Collected data
[START]

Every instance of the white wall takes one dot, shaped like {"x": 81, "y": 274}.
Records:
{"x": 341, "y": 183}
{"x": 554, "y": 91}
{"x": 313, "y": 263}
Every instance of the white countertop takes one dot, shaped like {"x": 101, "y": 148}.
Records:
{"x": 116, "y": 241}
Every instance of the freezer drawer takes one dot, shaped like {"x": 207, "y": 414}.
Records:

[END]
[START]

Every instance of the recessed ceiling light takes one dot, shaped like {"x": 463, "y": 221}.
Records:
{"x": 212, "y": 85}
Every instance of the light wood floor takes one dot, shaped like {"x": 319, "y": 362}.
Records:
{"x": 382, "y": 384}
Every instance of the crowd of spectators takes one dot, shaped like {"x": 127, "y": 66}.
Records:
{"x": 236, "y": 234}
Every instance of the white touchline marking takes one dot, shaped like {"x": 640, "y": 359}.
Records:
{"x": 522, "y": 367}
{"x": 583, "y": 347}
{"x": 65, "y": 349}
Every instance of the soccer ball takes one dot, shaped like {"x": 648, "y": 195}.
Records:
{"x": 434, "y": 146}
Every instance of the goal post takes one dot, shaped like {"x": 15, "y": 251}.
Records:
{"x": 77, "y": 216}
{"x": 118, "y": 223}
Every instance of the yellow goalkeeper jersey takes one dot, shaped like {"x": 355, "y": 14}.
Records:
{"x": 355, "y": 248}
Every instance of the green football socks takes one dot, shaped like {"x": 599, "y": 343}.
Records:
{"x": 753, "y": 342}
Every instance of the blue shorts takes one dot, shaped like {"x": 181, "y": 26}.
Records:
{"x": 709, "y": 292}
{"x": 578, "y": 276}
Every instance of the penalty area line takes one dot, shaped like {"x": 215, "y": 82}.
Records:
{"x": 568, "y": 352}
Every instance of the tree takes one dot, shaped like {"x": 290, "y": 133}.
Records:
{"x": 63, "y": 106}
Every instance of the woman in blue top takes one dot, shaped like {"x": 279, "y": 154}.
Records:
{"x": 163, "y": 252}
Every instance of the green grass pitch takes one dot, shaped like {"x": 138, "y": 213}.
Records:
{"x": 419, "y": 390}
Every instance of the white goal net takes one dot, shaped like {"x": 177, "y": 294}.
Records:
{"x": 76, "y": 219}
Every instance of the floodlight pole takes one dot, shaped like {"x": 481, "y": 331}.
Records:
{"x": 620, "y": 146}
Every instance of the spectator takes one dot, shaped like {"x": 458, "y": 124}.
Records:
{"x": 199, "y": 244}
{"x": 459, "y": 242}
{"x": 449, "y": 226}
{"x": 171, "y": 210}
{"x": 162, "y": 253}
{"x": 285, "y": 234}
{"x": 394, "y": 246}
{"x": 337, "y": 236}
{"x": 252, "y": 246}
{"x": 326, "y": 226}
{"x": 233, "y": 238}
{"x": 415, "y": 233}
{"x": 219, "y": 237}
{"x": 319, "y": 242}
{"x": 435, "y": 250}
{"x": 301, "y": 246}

[END]
[START]

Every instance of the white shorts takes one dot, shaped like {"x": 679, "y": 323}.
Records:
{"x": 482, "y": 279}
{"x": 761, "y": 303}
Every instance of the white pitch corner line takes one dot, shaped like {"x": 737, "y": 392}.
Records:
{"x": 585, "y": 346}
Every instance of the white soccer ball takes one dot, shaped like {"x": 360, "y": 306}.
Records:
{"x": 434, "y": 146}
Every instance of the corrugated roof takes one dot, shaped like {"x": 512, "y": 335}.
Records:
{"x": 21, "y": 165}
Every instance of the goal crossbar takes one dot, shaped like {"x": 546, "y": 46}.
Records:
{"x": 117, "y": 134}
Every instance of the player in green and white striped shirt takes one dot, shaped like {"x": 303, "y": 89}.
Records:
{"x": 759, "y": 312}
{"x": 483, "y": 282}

[END]

Report each line of the items above that contains the word "blue", copying every such line in full.

#### Solution to this task
Every instance of the blue shorts takes one dot, shaped like {"x": 181, "y": 26}.
Every instance of the woman in blue top takes one dot, shaped like {"x": 279, "y": 154}.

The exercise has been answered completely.